*Task to carry out*. Once the pictures are set aside, print the records that follow exactly as written.

========================================

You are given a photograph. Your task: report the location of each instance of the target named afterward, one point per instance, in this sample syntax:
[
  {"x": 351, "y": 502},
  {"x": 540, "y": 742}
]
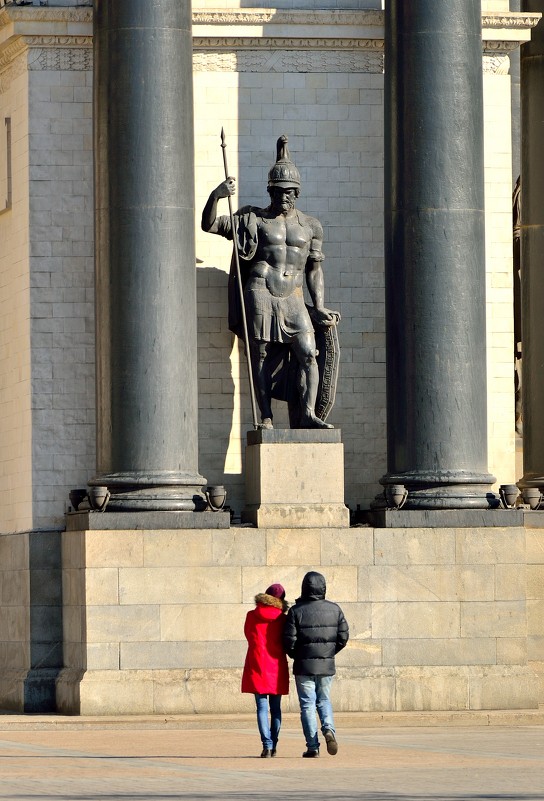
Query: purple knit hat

========================================

*Response for this exercise*.
You are given a photograph. Your task: report the location of each instance of the target named afterward, one point per instance, in this sample syntax:
[
  {"x": 351, "y": 502},
  {"x": 540, "y": 742}
]
Query: purple knit hat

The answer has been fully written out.